[[ PROVIDED RECORDS open ]]
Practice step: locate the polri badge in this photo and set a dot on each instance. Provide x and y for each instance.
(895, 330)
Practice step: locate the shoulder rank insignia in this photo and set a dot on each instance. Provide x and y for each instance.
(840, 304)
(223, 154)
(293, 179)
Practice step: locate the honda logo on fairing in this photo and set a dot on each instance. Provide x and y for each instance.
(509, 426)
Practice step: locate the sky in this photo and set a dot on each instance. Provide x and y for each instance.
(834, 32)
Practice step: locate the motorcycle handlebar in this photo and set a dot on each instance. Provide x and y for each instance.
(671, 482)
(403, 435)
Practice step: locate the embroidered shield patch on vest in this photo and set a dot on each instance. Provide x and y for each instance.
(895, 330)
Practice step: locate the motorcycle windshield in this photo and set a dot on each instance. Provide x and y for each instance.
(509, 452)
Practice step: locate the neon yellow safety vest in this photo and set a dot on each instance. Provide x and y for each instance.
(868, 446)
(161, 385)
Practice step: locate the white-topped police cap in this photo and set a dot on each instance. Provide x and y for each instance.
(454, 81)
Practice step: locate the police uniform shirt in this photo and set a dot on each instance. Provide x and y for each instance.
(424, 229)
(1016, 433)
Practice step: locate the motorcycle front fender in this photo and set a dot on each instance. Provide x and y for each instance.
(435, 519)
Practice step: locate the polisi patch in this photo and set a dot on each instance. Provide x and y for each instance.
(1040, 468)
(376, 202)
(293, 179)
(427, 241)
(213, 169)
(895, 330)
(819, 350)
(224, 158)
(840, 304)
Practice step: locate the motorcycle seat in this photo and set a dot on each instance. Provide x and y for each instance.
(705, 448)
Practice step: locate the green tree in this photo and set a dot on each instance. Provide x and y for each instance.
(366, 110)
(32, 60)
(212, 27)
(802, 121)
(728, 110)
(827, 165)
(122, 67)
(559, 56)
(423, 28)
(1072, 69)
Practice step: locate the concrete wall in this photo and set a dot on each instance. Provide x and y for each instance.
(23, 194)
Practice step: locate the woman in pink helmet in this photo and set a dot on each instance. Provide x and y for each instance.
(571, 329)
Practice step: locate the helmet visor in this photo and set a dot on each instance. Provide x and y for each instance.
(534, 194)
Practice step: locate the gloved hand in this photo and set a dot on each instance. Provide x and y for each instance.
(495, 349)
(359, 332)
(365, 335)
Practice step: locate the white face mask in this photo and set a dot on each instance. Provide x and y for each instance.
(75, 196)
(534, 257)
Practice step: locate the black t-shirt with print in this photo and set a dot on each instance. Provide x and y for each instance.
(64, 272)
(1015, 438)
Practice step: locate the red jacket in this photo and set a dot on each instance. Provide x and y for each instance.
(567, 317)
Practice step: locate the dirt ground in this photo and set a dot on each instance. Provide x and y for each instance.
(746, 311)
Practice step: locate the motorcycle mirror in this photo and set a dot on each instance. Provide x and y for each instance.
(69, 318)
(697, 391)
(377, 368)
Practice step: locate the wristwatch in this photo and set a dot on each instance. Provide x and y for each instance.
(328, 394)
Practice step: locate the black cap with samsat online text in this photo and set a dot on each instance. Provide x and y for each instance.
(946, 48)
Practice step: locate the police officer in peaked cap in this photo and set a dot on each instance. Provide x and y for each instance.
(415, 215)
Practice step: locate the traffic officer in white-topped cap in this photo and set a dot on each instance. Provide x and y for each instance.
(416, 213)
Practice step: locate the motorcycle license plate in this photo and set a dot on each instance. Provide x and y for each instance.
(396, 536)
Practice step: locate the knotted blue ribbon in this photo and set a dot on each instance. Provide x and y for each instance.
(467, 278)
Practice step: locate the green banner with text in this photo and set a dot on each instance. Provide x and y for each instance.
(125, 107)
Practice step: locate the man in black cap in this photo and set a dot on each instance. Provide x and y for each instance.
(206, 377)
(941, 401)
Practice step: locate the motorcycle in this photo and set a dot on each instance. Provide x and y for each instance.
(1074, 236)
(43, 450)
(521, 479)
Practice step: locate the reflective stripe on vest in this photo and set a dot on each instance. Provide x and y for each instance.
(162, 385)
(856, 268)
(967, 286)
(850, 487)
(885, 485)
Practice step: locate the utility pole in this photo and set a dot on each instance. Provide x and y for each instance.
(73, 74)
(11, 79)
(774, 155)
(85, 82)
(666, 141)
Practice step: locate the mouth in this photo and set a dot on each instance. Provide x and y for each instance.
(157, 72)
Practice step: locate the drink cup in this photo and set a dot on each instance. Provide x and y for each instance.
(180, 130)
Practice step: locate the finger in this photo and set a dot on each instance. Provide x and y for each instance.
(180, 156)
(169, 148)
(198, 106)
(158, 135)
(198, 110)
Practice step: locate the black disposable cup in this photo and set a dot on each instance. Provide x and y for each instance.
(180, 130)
[[ PROVIDED RECORDS closed ]]
**WORK TO COMPLETE**
Only the lines from the one containing "Practice step: locate the finger" through the end of the listing should be copied, and they should be copied exactly.

**TASK OUTPUT**
Practice step: locate the finger in this photo and set a dot on each instance. Provide x and y for each instance.
(180, 156)
(169, 148)
(198, 106)
(158, 135)
(198, 110)
Practice step: locate the black disposable cup in this photo and set a dot on each instance. Provide x and y for each instance.
(180, 130)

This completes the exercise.